# WHAT IS BEING ASKED
Go through the listing and write out all of it exactly.
# INPUT start
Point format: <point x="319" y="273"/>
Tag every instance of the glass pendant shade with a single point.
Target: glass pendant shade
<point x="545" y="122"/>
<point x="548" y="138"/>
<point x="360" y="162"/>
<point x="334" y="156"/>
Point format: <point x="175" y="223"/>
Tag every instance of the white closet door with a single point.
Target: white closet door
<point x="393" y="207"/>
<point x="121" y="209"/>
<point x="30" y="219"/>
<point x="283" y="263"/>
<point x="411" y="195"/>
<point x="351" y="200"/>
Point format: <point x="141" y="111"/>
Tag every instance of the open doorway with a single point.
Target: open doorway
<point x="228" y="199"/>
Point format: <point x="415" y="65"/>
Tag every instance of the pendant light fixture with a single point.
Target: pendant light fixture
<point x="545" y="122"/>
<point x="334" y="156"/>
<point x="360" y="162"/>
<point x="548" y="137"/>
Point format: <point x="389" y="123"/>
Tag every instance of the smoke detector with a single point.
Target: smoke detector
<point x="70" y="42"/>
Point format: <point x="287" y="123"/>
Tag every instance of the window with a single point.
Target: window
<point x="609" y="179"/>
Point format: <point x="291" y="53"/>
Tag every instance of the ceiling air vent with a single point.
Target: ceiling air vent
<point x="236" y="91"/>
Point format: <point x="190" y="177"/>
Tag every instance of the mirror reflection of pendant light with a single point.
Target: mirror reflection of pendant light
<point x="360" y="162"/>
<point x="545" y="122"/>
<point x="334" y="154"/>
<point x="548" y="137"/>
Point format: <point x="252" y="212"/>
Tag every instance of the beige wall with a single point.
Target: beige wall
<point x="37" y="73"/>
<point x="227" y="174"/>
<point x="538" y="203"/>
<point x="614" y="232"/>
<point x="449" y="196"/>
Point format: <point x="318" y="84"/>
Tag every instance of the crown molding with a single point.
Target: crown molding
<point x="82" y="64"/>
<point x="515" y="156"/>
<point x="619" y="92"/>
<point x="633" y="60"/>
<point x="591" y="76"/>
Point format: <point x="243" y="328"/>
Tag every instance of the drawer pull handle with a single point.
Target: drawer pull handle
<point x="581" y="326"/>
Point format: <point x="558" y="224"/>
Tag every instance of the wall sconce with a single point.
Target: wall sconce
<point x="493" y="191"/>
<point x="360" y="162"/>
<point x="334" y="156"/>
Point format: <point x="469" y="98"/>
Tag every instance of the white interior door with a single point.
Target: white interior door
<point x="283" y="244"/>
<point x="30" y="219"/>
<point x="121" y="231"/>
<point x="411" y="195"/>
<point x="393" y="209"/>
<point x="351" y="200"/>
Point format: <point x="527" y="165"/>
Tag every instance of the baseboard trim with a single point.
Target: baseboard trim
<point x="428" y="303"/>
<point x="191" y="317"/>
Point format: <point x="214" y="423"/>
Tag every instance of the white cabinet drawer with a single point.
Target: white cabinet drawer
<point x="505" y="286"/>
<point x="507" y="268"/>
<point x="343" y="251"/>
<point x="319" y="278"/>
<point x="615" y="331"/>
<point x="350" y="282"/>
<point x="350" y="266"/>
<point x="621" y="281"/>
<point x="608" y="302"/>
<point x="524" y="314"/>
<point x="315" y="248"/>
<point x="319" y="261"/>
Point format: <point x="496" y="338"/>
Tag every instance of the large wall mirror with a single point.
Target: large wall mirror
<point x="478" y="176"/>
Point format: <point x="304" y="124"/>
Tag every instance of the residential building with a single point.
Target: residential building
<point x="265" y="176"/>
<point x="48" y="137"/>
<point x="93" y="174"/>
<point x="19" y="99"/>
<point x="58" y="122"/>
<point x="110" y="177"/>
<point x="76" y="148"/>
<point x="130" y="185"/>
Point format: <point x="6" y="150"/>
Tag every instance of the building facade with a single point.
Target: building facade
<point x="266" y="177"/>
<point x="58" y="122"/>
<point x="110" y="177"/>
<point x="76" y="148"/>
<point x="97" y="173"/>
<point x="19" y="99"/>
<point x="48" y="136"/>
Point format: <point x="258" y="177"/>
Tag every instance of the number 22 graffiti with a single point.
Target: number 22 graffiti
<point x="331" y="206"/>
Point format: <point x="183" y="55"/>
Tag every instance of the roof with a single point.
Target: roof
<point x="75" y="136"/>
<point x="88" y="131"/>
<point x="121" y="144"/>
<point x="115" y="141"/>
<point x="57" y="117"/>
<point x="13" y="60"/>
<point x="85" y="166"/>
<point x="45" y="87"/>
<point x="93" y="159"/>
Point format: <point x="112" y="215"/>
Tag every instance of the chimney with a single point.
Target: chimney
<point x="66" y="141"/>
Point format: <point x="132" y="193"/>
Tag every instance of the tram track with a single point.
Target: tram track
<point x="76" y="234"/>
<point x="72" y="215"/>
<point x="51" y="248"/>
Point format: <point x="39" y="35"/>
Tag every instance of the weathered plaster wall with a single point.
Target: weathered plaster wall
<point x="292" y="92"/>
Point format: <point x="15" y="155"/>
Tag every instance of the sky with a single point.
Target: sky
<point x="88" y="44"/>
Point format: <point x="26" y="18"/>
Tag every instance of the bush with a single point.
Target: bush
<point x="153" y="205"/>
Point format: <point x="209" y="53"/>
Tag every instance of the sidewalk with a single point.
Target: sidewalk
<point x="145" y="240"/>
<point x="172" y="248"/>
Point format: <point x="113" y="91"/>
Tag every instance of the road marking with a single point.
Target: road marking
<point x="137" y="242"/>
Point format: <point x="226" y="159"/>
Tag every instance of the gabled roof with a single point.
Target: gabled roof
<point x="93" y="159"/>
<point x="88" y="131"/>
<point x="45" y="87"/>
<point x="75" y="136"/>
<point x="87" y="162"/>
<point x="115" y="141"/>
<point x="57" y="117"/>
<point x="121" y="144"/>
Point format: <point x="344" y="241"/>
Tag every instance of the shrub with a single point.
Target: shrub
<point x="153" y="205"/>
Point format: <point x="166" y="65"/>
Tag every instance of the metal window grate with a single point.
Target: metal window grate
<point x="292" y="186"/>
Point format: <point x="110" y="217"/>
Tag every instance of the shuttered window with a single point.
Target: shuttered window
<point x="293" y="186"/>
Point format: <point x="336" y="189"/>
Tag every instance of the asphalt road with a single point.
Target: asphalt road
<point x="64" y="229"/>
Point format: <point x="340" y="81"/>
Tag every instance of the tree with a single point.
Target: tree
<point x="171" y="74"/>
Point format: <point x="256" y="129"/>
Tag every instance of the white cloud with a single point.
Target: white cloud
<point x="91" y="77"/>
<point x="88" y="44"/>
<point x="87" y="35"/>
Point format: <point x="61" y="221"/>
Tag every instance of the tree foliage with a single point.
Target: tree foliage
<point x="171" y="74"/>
# INPUT end
# OUTPUT FOR THIS EXERCISE
Point format: <point x="319" y="273"/>
Tag every instance of the glass pendant shade with a single point.
Target: glass pendant shade
<point x="545" y="122"/>
<point x="548" y="138"/>
<point x="360" y="162"/>
<point x="334" y="156"/>
Point format: <point x="175" y="223"/>
Tag every instance of the white closet door with a single point.
Target: white closet door
<point x="393" y="207"/>
<point x="121" y="209"/>
<point x="30" y="219"/>
<point x="283" y="263"/>
<point x="411" y="195"/>
<point x="351" y="200"/>
Point format: <point x="141" y="111"/>
Tag every instance of the open doorway with a single point.
Target: open doorway
<point x="228" y="199"/>
Point format: <point x="415" y="65"/>
Tag every instance of the pendant light fixture with a single point.
Target: pendant light fixture
<point x="545" y="122"/>
<point x="334" y="156"/>
<point x="360" y="162"/>
<point x="548" y="137"/>
Point format: <point x="389" y="123"/>
Tag every instance of the smoke detector with a single point.
Target: smoke detector
<point x="70" y="42"/>
Point format: <point x="287" y="123"/>
Tag every instance of the window with a single point.
Target: window
<point x="609" y="179"/>
Point format: <point x="291" y="53"/>
Tag every instance of the ceiling air vent with a single point.
Target: ceiling air vent
<point x="236" y="91"/>
Point format: <point x="190" y="177"/>
Tag every instance of the mirror reflection of pendant light with a single point.
Target: mirror reflection of pendant light
<point x="360" y="162"/>
<point x="545" y="122"/>
<point x="334" y="154"/>
<point x="548" y="137"/>
Point format: <point x="252" y="212"/>
Tag every instance of the beige wall with a single point.
Target: beige wall
<point x="37" y="73"/>
<point x="227" y="174"/>
<point x="538" y="203"/>
<point x="614" y="232"/>
<point x="449" y="196"/>
Point format: <point x="318" y="84"/>
Tag every instance of the crown molding with a single point.
Target: crown molding
<point x="82" y="64"/>
<point x="515" y="156"/>
<point x="619" y="92"/>
<point x="633" y="60"/>
<point x="591" y="76"/>
Point format: <point x="243" y="328"/>
Tag every instance of the drawer pull handle with a single point.
Target: drawer pull handle
<point x="581" y="326"/>
Point format: <point x="558" y="224"/>
Tag every instance of the wall sconce with a single point.
Target: wall sconce
<point x="493" y="191"/>
<point x="360" y="162"/>
<point x="334" y="156"/>
Point format: <point x="469" y="98"/>
Tag every instance of the white interior door with a single point.
Target: white interior door
<point x="283" y="244"/>
<point x="30" y="219"/>
<point x="121" y="231"/>
<point x="411" y="195"/>
<point x="393" y="209"/>
<point x="351" y="200"/>
Point format: <point x="527" y="165"/>
Tag every instance of the baseboard trim with a single point.
Target: baseboard trim
<point x="428" y="303"/>
<point x="191" y="317"/>
Point format: <point x="214" y="423"/>
Tag every instance of the white cabinet drawer with a single point.
Target: white cabinet drawer
<point x="505" y="286"/>
<point x="507" y="268"/>
<point x="343" y="251"/>
<point x="319" y="278"/>
<point x="615" y="331"/>
<point x="350" y="282"/>
<point x="350" y="266"/>
<point x="621" y="281"/>
<point x="608" y="302"/>
<point x="524" y="314"/>
<point x="315" y="248"/>
<point x="319" y="261"/>
Point format: <point x="496" y="338"/>
Tag every instance of the large wall mirror with a single point.
Target: large wall mirror
<point x="478" y="176"/>
Point format: <point x="304" y="124"/>
Tag every instance of the residential building with a single point.
Target: residential building
<point x="265" y="176"/>
<point x="48" y="137"/>
<point x="93" y="174"/>
<point x="19" y="99"/>
<point x="58" y="122"/>
<point x="110" y="177"/>
<point x="76" y="148"/>
<point x="130" y="185"/>
Point format: <point x="6" y="150"/>
Tag every instance of the building facade with a single point.
Target: building facade
<point x="266" y="177"/>
<point x="58" y="122"/>
<point x="110" y="177"/>
<point x="76" y="148"/>
<point x="97" y="173"/>
<point x="19" y="99"/>
<point x="48" y="136"/>
Point format: <point x="258" y="177"/>
Tag every instance of the number 22 graffiti with a single point.
Target: number 22 graffiti
<point x="331" y="206"/>
Point format: <point x="183" y="55"/>
Tag every instance of the roof with a single point.
Target: roof
<point x="75" y="136"/>
<point x="88" y="131"/>
<point x="121" y="144"/>
<point x="115" y="141"/>
<point x="57" y="117"/>
<point x="13" y="60"/>
<point x="85" y="166"/>
<point x="45" y="87"/>
<point x="93" y="159"/>
Point format: <point x="112" y="215"/>
Tag every instance of the chimney with a single point.
Target: chimney
<point x="66" y="141"/>
Point format: <point x="132" y="193"/>
Tag every instance of the tram track with a single point.
Target: tram track
<point x="76" y="234"/>
<point x="72" y="215"/>
<point x="51" y="248"/>
Point format: <point x="39" y="35"/>
Tag every instance of the weathered plaster wall with a single point.
Target: weathered plaster wall
<point x="292" y="92"/>
Point format: <point x="15" y="155"/>
Tag every instance of the sky with a single point.
Target: sky
<point x="88" y="44"/>
Point format: <point x="26" y="18"/>
Tag every instance of the bush with a single point.
Target: bush
<point x="153" y="205"/>
Point format: <point x="209" y="53"/>
Tag every instance of the sidewalk with a single point.
Target: sidewalk
<point x="145" y="240"/>
<point x="172" y="248"/>
Point format: <point x="113" y="91"/>
Tag every instance of the road marking with a single point.
Target: road marking
<point x="137" y="242"/>
Point format: <point x="226" y="159"/>
Tag every instance of the gabled roof with a single point.
Target: gabled roof
<point x="93" y="159"/>
<point x="88" y="131"/>
<point x="45" y="87"/>
<point x="75" y="136"/>
<point x="87" y="162"/>
<point x="115" y="141"/>
<point x="57" y="117"/>
<point x="121" y="144"/>
Point format: <point x="344" y="241"/>
Tag every instance of the shrub with a single point.
Target: shrub
<point x="153" y="205"/>
Point format: <point x="166" y="65"/>
Tag every instance of the metal window grate with a single point.
Target: metal window grate
<point x="292" y="186"/>
Point format: <point x="110" y="217"/>
Tag every instance of the shuttered window with a single point.
Target: shuttered window
<point x="293" y="186"/>
Point format: <point x="336" y="189"/>
Tag every instance of the asphalt road with a single point.
Target: asphalt road
<point x="64" y="229"/>
Point format: <point x="340" y="81"/>
Tag every instance of the tree with a single point.
Target: tree
<point x="171" y="74"/>
Point format: <point x="256" y="129"/>
Tag every instance of the white cloud with a single point.
Target: white cloud
<point x="91" y="77"/>
<point x="88" y="44"/>
<point x="87" y="35"/>
Point format: <point x="61" y="221"/>
Tag every instance of the tree foliage with a single point.
Target: tree foliage
<point x="171" y="74"/>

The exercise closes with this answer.